> WHAT IS REQUIRED
Reproduce the entire forum exchange about the carrick loop word for word.

> TEXT
It might be instructive to look at ABoK #1444.
Hi roo,
Great - thanks for the pointer. I'd been looking at loops and not bends in ABoK and elsewhere.
So I'm guessing this could be referred to as a 'single carrick loop'. Mystery solved.
I note that the single carrick bends are not very highly rated by Ashley (to put it politely)...
Russ
It would be more instructive to look for an eye knot in the
eye knot chapter --and esp. at #1033, the
carrick loop .
Note that Ashley ties it better re the point of exit for the tail;
his version puts it where it's strongly nipped, and IMO makes
a better curvature of the SPart.

Box-labeled dataset extracts:
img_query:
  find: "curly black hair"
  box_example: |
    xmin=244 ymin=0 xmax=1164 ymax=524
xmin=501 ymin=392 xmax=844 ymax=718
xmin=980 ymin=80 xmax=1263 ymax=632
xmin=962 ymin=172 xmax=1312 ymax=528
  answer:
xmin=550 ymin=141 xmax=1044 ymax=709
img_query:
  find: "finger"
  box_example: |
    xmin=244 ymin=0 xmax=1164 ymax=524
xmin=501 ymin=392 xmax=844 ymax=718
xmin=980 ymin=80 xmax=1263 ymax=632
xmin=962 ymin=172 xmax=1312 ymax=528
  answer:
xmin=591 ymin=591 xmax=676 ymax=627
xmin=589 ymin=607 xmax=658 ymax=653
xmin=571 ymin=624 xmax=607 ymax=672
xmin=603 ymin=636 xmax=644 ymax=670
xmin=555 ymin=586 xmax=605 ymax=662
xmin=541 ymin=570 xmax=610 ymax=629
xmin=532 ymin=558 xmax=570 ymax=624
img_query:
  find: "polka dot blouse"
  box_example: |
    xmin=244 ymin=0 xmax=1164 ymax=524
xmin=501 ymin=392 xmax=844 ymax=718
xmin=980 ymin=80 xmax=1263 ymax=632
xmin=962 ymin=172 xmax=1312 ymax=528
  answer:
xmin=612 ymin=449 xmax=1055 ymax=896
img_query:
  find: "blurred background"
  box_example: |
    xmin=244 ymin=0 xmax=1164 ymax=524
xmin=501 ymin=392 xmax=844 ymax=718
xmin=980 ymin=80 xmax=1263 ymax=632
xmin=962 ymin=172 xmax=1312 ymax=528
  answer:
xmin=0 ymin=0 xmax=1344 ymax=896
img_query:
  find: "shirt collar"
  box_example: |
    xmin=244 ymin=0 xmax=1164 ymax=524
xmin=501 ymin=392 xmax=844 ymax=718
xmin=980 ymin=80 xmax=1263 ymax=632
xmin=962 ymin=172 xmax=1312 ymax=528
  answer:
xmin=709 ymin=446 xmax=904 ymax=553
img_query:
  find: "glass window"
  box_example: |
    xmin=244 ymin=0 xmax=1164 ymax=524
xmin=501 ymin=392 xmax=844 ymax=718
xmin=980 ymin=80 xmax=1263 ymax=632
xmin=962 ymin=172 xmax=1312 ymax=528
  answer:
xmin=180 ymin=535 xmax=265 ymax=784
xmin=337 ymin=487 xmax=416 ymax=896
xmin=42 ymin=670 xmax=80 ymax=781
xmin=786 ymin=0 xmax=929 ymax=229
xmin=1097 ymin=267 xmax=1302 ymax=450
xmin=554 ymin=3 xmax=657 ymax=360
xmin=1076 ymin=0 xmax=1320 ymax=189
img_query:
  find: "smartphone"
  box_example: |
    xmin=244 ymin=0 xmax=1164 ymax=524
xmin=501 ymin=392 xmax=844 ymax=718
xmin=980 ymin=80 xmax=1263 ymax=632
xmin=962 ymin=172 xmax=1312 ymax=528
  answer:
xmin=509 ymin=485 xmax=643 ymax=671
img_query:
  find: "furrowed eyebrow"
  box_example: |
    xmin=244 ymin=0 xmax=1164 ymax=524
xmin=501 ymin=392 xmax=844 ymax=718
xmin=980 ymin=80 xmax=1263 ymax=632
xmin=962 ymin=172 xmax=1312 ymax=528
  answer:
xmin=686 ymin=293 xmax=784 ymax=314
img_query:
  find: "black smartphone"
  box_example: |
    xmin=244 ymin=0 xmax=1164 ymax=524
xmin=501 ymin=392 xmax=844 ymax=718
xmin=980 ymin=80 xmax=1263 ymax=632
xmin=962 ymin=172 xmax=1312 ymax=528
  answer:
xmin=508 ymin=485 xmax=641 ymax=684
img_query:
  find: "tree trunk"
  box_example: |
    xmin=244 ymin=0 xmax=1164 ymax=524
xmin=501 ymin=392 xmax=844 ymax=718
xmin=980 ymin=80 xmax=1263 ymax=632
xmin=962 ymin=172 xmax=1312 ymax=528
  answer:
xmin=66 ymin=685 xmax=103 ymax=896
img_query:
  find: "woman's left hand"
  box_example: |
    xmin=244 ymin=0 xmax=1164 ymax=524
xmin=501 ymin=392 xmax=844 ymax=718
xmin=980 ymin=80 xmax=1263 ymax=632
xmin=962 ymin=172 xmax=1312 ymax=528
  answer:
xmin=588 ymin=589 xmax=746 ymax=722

> SOLUTION FOR THIS TASK
It might be instructive to look at ABoK #1444.
Hi roo,
Great - thanks for the pointer. I'd been looking at loops and not bends in ABoK and elsewhere.
So I'm guessing this could be referred to as a 'single carrick loop'. Mystery solved.
I note that the single carrick bends are not very highly rated by Ashley (to put it politely)...
Russ
It would be more instructive to look for an eye knot in the
eye knot chapter --and esp. at #1033, the
carrick loop .
Note that Ashley ties it better re the point of exit for the tail;
his version puts it where it's strongly nipped, and IMO makes
a better curvature of the SPart.